** WORK TO BE COMPLETED **
Copy all of the records word for word.

Top of RECORDS TO PROCESS

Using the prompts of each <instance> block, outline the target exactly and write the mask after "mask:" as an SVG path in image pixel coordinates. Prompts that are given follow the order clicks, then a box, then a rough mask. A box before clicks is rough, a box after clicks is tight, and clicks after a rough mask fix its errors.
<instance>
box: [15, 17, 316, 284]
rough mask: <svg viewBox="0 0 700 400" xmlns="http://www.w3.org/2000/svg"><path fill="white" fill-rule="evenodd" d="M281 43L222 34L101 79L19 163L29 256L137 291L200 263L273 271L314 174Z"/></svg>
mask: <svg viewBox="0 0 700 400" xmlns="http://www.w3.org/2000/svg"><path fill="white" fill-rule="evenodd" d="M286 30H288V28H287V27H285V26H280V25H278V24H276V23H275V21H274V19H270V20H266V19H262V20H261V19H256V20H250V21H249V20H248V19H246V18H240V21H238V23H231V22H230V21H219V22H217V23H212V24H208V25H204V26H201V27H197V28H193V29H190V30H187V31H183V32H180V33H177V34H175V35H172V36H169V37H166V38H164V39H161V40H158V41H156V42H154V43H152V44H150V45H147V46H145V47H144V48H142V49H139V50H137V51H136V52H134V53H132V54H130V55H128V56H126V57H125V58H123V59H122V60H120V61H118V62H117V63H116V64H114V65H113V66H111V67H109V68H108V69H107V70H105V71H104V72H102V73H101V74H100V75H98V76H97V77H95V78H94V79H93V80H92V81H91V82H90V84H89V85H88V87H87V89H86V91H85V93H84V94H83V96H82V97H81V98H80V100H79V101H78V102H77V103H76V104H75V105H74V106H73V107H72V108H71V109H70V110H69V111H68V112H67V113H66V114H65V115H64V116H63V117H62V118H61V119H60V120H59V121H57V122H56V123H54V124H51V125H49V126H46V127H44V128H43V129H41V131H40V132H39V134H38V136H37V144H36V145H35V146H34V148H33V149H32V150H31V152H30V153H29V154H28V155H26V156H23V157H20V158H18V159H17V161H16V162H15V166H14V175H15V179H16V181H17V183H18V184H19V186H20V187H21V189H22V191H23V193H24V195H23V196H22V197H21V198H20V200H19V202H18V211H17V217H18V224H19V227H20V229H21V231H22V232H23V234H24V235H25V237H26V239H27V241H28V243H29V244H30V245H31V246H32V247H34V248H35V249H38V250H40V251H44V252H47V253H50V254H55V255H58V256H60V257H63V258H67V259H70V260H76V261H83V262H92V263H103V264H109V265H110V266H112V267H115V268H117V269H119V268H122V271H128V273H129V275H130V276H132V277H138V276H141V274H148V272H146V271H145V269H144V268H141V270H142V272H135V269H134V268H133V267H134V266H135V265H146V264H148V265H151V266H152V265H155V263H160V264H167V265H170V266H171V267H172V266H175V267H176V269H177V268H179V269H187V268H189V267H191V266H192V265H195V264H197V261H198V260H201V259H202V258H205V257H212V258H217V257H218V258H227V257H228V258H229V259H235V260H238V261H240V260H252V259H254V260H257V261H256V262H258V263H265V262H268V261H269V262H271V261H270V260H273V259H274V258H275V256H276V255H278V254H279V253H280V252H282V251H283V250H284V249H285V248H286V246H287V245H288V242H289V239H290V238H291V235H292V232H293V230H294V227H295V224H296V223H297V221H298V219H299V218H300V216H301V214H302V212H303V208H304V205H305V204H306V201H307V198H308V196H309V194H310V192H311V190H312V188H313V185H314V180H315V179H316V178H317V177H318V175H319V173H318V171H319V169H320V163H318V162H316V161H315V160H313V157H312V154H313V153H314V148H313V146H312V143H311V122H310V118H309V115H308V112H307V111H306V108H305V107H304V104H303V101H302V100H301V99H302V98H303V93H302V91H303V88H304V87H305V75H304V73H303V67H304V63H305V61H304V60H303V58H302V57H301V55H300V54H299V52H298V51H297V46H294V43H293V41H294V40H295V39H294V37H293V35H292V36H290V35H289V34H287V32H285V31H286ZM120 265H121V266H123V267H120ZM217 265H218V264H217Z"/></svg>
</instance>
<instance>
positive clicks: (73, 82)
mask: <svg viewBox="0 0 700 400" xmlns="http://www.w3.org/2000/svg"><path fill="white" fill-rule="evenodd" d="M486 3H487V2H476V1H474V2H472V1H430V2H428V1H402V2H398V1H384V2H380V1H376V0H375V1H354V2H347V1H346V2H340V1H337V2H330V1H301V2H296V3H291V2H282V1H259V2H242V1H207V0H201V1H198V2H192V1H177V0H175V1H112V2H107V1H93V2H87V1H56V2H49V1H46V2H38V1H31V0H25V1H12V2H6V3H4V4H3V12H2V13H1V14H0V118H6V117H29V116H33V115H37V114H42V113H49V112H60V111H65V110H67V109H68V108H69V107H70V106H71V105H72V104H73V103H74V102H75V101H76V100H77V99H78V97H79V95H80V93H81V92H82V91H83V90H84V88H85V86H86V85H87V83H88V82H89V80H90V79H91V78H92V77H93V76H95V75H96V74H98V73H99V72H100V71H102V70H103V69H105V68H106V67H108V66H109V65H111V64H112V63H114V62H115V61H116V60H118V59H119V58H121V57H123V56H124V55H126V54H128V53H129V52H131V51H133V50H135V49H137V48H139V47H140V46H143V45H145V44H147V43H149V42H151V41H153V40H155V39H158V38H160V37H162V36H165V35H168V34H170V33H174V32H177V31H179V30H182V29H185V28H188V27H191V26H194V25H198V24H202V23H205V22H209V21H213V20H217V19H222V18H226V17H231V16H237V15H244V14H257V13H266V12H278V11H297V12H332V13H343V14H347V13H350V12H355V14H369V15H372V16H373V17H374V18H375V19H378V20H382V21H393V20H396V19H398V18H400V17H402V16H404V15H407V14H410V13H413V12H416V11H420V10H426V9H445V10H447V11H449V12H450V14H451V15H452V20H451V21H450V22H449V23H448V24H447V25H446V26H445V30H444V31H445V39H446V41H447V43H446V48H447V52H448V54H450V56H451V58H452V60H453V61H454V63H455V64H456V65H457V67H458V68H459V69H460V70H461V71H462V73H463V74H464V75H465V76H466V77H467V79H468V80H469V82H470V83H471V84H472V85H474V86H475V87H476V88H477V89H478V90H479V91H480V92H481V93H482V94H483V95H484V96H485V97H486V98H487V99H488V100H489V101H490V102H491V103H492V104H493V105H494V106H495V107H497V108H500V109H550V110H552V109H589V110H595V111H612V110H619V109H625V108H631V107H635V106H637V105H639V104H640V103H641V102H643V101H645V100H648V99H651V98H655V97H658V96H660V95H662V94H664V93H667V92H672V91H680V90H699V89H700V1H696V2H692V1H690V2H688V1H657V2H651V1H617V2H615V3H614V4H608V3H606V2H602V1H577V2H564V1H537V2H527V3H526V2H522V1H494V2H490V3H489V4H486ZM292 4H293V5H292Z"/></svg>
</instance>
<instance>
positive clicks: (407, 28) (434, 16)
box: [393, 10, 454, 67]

Bottom of RECORDS TO PROCESS

** RESPONSE TO THIS TASK **
Using the prompts of each <instance> block, outline the target exactly and write the mask after "mask:" as an SVG path in image pixel coordinates. Prompts that are given follow the order clicks, then a box, then a rough mask. A box before clicks is rough, a box after clicks is tight, and clicks after a rough mask fix its errors.
<instance>
box: [15, 17, 316, 284]
rough mask: <svg viewBox="0 0 700 400" xmlns="http://www.w3.org/2000/svg"><path fill="white" fill-rule="evenodd" d="M281 43L222 34L101 79L19 163L29 256L137 291L200 263L273 271L314 174Z"/></svg>
mask: <svg viewBox="0 0 700 400" xmlns="http://www.w3.org/2000/svg"><path fill="white" fill-rule="evenodd" d="M286 30H288V28H287V27H285V26H280V25H278V24H276V23H275V21H274V19H270V20H266V19H262V20H261V19H256V20H250V21H249V20H248V19H246V18H240V21H238V23H231V22H230V21H219V22H217V23H212V24H208V25H204V26H201V27H197V28H193V29H190V30H187V31H183V32H180V33H177V34H175V35H172V36H169V37H166V38H164V39H161V40H158V41H156V42H154V43H152V44H150V45H147V46H145V47H144V48H142V49H139V50H137V51H136V52H134V53H132V54H130V55H128V56H126V57H125V58H123V59H122V60H120V61H118V62H117V63H116V64H114V65H113V66H111V67H109V68H108V69H107V70H105V71H104V72H102V73H101V74H100V75H98V76H97V77H95V78H94V79H93V80H92V81H91V82H90V84H89V85H88V87H87V89H86V91H85V93H84V94H83V96H82V97H81V98H80V100H79V101H78V102H77V103H76V104H75V105H74V106H73V107H72V108H71V109H70V110H69V111H68V112H67V113H66V114H65V115H64V116H63V117H62V118H61V119H60V120H59V121H57V122H56V123H54V124H51V125H49V126H46V127H44V128H43V129H41V131H40V132H39V134H38V136H37V144H36V145H35V146H34V148H33V149H32V150H31V152H30V153H29V154H28V155H26V156H23V157H20V158H18V159H17V161H16V162H15V166H14V175H15V179H16V181H17V183H18V184H19V186H20V187H21V189H22V191H23V193H24V195H23V196H22V197H21V198H20V200H19V202H18V211H17V217H18V224H19V227H20V229H21V231H22V232H23V234H24V235H25V237H26V239H27V241H28V243H29V244H30V245H31V246H32V247H34V248H35V249H38V250H40V251H44V252H47V253H50V254H55V255H58V256H60V257H63V258H67V259H70V260H76V261H83V262H92V263H103V264H109V265H110V266H112V267H115V268H117V269H119V268H122V271H128V273H129V275H130V276H132V277H138V276H141V274H148V272H146V271H145V269H144V268H141V270H142V272H135V269H134V268H133V267H134V266H135V265H146V264H148V265H151V266H152V265H155V263H160V264H167V265H170V266H171V267H172V266H175V267H176V269H177V268H179V269H187V268H189V267H191V266H192V265H195V264H197V261H198V260H201V259H202V258H205V257H212V258H217V257H218V258H227V257H228V258H229V259H235V260H238V261H240V260H252V259H254V260H257V261H256V262H258V263H265V262H268V261H269V262H271V261H270V260H273V259H274V258H275V256H276V255H278V254H279V253H280V252H282V251H283V250H284V249H285V248H286V246H287V245H288V242H289V239H290V238H291V235H292V232H293V230H294V227H295V224H296V223H297V221H298V219H299V218H300V216H301V214H302V212H303V208H304V205H305V204H306V201H307V198H308V196H309V194H310V192H311V190H312V188H313V185H314V180H315V179H316V178H317V177H318V175H319V173H318V171H319V169H320V163H318V162H316V161H315V160H313V157H312V154H313V153H314V148H313V146H312V143H311V122H310V118H309V115H308V112H307V111H306V108H305V107H304V104H303V101H302V100H301V99H302V98H303V93H302V91H303V88H304V87H305V75H304V73H303V67H304V63H305V61H304V60H303V58H302V57H301V55H300V54H299V52H298V51H297V46H294V43H293V41H294V40H295V39H294V37H293V35H292V36H290V35H289V34H287V32H285V31H286ZM120 265H121V266H123V267H120ZM217 265H218V264H217Z"/></svg>
</instance>
<instance>
positive clicks: (73, 82)
mask: <svg viewBox="0 0 700 400" xmlns="http://www.w3.org/2000/svg"><path fill="white" fill-rule="evenodd" d="M486 3H487V2H476V1H474V2H472V1H430V2H428V1H402V2H398V1H384V2H380V1H376V0H375V1H354V2H347V1H346V2H340V1H337V2H330V1H301V2H296V3H291V2H282V1H259V2H242V1H207V0H201V1H198V2H192V1H177V0H175V1H112V2H107V1H93V2H87V1H56V2H49V1H46V2H38V1H31V0H25V1H12V2H6V3H4V4H3V12H2V13H1V14H0V118H6V117H29V116H33V115H37V114H42V113H49V112H60V111H65V110H67V109H68V108H69V107H70V106H71V105H72V104H73V103H74V102H75V101H76V100H77V99H78V97H79V95H80V93H81V92H82V91H83V90H84V88H85V86H86V85H87V83H88V82H89V80H90V79H91V78H92V77H93V76H95V75H96V74H98V73H99V72H100V71H102V70H103V69H105V68H106V67H108V66H109V65H111V64H112V63H114V62H115V61H116V60H118V59H119V58H121V57H123V56H124V55H126V54H128V53H129V52H131V51H133V50H135V49H137V48H139V47H140V46H143V45H145V44H147V43H149V42H151V41H153V40H155V39H158V38H160V37H162V36H165V35H168V34H170V33H174V32H177V31H179V30H182V29H185V28H188V27H191V26H194V25H198V24H202V23H205V22H209V21H213V20H217V19H222V18H226V17H231V16H237V15H244V14H257V13H266V12H278V11H297V12H332V13H343V14H347V13H350V12H355V14H369V15H372V16H373V17H374V18H375V19H378V20H382V21H393V20H396V19H398V18H400V17H402V16H404V15H407V14H410V13H413V12H416V11H420V10H426V9H445V10H447V11H449V12H450V14H451V15H452V20H451V21H450V22H449V23H448V24H447V25H446V26H445V30H444V31H445V39H446V41H447V43H446V48H447V52H448V54H450V56H451V58H452V60H453V61H454V63H455V64H456V65H457V67H458V68H459V69H460V70H461V71H462V73H463V74H464V75H465V76H466V77H467V79H468V80H469V82H470V83H471V84H472V85H474V86H475V87H476V88H477V89H478V90H479V91H480V92H481V93H482V94H483V95H484V96H485V97H486V98H487V99H488V100H489V101H490V102H491V103H492V104H493V105H494V106H495V107H497V108H500V109H550V110H552V109H589V110H595V111H612V110H619V109H625V108H631V107H635V106H637V105H639V104H640V103H641V102H643V101H645V100H648V99H651V98H655V97H658V96H660V95H662V94H664V93H667V92H672V91H680V90H699V89H700V1H696V2H692V1H690V2H688V1H657V2H651V1H617V2H615V3H614V4H608V3H606V2H602V1H577V2H564V1H537V2H527V3H526V2H522V1H494V2H490V3H489V4H486ZM292 4H293V5H292Z"/></svg>
</instance>
<instance>
positive clicks: (407, 28) (434, 16)
box: [393, 10, 454, 67]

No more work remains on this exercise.